*Description of the task*. Exactly repeat the line that contains "the man's face", then every line after it up to and including the final line.

*Provided data*.
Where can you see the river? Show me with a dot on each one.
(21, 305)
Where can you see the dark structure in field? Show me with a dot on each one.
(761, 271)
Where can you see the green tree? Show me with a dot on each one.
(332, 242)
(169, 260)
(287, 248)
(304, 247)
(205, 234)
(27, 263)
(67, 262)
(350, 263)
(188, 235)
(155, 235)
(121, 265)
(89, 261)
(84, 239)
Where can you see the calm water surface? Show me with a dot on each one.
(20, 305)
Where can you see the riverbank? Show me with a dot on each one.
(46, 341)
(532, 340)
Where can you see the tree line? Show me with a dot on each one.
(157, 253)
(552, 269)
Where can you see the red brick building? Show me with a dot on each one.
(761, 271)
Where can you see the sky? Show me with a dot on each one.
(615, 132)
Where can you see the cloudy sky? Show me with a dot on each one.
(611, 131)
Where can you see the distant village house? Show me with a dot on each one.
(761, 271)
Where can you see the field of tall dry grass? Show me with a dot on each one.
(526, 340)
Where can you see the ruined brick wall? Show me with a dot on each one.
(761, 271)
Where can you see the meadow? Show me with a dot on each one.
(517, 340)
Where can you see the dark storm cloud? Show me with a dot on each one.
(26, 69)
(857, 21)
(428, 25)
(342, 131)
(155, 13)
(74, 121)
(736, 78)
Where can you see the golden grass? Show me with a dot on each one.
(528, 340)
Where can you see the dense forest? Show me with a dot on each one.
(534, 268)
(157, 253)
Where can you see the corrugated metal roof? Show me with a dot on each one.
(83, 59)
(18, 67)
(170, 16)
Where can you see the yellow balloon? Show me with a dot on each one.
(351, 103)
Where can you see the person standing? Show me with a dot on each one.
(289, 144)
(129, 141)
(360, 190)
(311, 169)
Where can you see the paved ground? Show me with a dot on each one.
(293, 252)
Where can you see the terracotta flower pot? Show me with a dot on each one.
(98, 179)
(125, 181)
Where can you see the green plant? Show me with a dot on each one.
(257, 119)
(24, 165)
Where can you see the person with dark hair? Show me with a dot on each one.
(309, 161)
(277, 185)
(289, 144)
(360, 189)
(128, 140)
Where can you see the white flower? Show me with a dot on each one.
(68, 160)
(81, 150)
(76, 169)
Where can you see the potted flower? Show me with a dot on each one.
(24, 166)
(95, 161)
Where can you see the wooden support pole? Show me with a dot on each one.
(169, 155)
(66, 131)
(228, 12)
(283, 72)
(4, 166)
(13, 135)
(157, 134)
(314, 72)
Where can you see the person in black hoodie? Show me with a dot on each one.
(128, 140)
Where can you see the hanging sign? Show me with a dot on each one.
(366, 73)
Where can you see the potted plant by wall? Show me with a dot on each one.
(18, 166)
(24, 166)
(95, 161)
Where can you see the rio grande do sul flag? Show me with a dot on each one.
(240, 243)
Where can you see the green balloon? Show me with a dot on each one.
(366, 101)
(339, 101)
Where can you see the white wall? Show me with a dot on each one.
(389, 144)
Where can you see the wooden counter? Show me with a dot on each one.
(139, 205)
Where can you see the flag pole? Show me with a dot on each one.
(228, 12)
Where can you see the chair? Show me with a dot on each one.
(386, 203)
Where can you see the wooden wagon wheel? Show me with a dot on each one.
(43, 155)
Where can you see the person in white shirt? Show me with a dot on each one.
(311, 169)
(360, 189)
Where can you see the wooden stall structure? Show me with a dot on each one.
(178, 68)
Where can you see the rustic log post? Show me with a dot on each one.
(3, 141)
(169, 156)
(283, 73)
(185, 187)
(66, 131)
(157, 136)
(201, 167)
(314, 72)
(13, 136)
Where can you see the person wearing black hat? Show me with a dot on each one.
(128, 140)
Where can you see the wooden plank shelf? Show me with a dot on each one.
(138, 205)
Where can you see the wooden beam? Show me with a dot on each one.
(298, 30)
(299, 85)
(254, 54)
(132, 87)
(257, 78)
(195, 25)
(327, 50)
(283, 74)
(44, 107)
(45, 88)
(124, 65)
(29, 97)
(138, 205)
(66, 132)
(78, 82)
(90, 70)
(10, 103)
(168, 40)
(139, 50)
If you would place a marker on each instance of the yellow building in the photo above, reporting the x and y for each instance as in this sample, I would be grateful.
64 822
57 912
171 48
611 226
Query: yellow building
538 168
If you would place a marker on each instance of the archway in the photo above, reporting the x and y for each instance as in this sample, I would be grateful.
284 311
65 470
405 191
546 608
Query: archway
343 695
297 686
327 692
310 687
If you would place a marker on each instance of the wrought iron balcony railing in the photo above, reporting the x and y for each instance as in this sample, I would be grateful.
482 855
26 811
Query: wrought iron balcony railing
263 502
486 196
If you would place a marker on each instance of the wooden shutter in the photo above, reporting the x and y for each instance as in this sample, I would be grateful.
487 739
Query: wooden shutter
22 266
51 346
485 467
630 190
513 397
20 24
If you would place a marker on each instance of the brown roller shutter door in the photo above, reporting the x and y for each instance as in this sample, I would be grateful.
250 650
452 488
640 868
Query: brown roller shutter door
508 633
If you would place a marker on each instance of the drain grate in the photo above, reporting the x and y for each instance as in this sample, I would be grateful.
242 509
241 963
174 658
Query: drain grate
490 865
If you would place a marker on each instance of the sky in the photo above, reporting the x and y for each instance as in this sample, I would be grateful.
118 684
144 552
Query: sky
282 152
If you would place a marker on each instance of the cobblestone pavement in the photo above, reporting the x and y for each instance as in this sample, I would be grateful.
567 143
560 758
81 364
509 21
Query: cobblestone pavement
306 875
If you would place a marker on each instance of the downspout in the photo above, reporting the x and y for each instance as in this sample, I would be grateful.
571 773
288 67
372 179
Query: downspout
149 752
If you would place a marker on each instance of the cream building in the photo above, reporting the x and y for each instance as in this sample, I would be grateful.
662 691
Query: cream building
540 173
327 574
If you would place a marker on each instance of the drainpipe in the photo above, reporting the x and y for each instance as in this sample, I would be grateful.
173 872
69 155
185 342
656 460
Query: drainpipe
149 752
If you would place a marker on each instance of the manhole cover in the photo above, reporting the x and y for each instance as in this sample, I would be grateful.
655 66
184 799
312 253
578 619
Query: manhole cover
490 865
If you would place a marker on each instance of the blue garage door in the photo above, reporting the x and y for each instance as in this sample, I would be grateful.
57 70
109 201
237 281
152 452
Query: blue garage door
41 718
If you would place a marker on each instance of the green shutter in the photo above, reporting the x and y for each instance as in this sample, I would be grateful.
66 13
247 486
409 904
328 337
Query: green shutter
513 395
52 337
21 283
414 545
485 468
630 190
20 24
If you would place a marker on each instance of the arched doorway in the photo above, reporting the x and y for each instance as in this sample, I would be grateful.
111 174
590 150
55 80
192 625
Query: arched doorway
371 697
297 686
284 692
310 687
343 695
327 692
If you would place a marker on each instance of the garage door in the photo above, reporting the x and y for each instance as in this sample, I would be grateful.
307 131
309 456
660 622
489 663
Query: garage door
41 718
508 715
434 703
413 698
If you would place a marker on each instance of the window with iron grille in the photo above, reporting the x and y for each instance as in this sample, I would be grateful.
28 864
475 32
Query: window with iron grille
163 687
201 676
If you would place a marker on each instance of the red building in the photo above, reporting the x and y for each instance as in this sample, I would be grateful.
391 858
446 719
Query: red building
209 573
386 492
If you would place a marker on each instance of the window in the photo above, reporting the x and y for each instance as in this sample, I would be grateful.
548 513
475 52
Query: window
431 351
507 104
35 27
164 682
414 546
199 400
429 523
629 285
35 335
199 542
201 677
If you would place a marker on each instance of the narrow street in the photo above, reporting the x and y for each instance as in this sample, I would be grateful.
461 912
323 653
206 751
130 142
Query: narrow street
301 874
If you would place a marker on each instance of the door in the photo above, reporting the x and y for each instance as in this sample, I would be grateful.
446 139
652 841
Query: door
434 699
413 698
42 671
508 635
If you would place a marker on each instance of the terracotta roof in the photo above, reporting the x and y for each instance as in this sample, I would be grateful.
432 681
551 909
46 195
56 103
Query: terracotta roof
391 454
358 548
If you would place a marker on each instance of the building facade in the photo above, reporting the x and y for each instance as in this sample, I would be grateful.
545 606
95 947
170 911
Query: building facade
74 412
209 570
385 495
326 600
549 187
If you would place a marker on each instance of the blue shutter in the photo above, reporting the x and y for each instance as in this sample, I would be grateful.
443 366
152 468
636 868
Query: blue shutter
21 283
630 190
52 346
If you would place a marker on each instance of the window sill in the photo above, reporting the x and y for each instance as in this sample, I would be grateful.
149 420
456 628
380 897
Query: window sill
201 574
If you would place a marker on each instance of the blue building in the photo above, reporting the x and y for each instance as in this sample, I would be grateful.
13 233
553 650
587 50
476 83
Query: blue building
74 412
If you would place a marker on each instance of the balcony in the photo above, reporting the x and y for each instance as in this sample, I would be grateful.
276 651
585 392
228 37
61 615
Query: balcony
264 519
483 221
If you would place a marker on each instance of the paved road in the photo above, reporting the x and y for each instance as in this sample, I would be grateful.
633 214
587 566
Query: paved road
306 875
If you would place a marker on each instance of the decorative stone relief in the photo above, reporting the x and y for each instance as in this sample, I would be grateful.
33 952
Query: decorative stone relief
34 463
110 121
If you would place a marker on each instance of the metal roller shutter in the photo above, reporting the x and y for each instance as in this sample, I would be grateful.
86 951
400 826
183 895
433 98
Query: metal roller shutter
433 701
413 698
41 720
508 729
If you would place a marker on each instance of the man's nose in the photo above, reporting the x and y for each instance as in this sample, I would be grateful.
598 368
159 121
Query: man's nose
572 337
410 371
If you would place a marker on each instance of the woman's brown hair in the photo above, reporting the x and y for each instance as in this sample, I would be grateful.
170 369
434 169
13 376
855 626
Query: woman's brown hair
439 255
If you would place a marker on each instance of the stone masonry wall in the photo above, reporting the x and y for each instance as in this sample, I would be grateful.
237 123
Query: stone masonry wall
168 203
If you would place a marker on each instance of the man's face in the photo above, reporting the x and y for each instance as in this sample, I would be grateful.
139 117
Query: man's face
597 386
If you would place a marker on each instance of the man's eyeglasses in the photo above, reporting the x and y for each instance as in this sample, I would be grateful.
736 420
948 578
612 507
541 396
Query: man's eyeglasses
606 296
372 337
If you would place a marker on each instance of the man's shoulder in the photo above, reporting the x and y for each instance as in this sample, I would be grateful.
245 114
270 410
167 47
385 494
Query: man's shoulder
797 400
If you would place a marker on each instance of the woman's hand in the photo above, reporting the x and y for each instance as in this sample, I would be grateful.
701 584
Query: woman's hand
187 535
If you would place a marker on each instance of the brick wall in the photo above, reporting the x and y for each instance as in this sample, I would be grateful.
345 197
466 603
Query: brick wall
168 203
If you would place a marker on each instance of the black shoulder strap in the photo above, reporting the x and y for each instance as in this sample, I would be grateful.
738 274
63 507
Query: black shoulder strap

*Output*.
If you would place a marker on each instance of the man's face in the photo above, reporting the x and y for each instance as in this sample, I would be grateful.
139 117
Query: man's face
597 386
If you would place a marker on each instance of the man's eyeglasses in the photo above, reporting the x and y for each instance as in this sample, I would be grateful.
736 420
948 578
612 507
541 396
Query: man's eyeglasses
606 296
372 337
If you would place a marker on each instance of the man's shoulder in the photo above, reporting the x and y for each instance as in this sample, I would be grateful.
245 114
270 410
167 47
385 494
Query: man's shoulder
797 400
If you would place a marker on each instance of the woman's hand in the photo above, reporting the x and y for each instance as in this sample, I would be grateful.
701 584
Query: woman's hand
187 535
If you would place a marker on each instance of the brick wall in the photo above, reporting the x and y for each instance as in this sample, I would be grateful.
345 197
466 603
Query: brick wall
168 203
If you would place a marker on each instance of the black shoulder strap in the photo above, reporting the x and y for each instance as in this sample, I would be grateful.
738 274
63 507
Query: black shoulder strap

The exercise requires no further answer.